**Items listed in a dataset**
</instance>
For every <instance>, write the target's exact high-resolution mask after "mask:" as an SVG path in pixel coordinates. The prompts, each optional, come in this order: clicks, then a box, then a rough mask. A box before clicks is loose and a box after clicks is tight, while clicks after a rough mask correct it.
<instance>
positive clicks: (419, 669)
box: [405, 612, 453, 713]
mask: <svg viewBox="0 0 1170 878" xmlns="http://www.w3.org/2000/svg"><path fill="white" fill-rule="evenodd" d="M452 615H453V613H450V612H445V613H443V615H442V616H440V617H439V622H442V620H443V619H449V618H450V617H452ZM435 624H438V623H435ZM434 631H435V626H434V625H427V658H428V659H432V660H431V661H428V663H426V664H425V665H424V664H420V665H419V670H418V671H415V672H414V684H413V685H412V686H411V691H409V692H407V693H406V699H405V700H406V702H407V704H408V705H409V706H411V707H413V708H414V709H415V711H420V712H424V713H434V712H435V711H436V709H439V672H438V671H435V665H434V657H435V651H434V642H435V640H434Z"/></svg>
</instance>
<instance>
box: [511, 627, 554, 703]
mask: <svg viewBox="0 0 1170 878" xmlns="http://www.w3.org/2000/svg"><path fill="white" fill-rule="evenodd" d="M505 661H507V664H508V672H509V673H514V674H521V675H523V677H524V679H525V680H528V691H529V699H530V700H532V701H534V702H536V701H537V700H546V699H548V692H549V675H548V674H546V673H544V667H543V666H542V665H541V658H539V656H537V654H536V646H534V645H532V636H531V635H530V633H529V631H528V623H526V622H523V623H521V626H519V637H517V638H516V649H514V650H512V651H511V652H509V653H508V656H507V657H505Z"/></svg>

**The task**
Based on the entries above, please count how many lines contain the string "clicks", and reply with the figure only.

**Final answer**
2